ИЗВЛЕЧЁННЫЙ ТЕКСТ
= = = = = = =
В трудах Джордано Бруно натурфилософия Возрождения выражена полно и ярко. Он обладал необычайным набором качеств: великолепной памятью, обширными знаниями, творческой активностью, поэтическим воображением, литературным даром, неутолимой жаждой познания, смелостью мысли, героическим энтузиазмом.

В Париже Бруно читал лекции по философии и математике в университете, блестяще выигрывал диспуты-турниры. То же было и в Лондоне, где он жил с 1583 по 1584 год, издав трактаты: «О причине: начале и едином», «Пир на пепле», «О бесконечности, Вселенной и мирах». Переехав в Германию, опубликовал несколько своих сочинений.

В 1582 году его пригласили в Венецию для преподавания, но там предательски выдали инквизиции.

«Природа есть Бог в вещах», – по-своему формулировал Бруно принцип пантеизма; слепую бездумную веру он отвергал. Вселенную считал единством материи и сознания, вещества и Бога. «В мире, – писал он, – идёт постоянная война между светом и тьмой, между наукой и невежеством».
= = = = = = =
ПРЕДОСТАВЛЕННЫЕ ДАННЫЕ
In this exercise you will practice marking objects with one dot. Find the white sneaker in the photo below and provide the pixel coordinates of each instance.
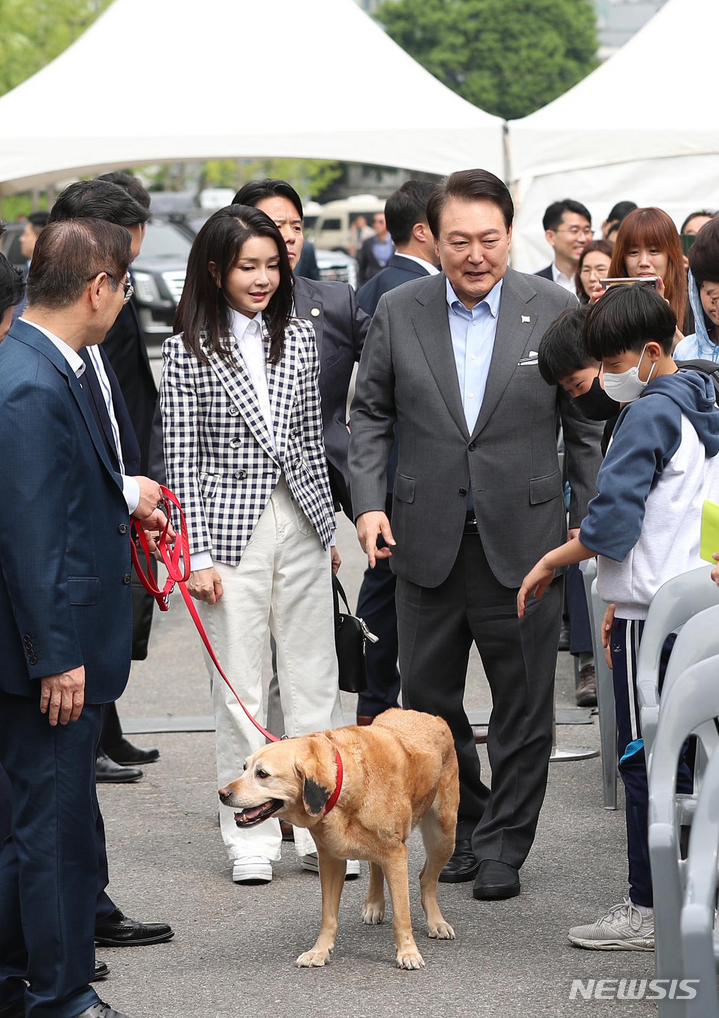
= = = = = = =
ЧТО НУЖНО СДЕЛАТЬ
Назовите все трактаты, которые Бруно издал в Лондоне, по тексту о Джордано Бруно.

ВЫПОЛНЕННОЕ ЗАДАНИЕ
«О причине: начале и едином», «Пир на пепле», «О бесконечности, Вселенной и мирах».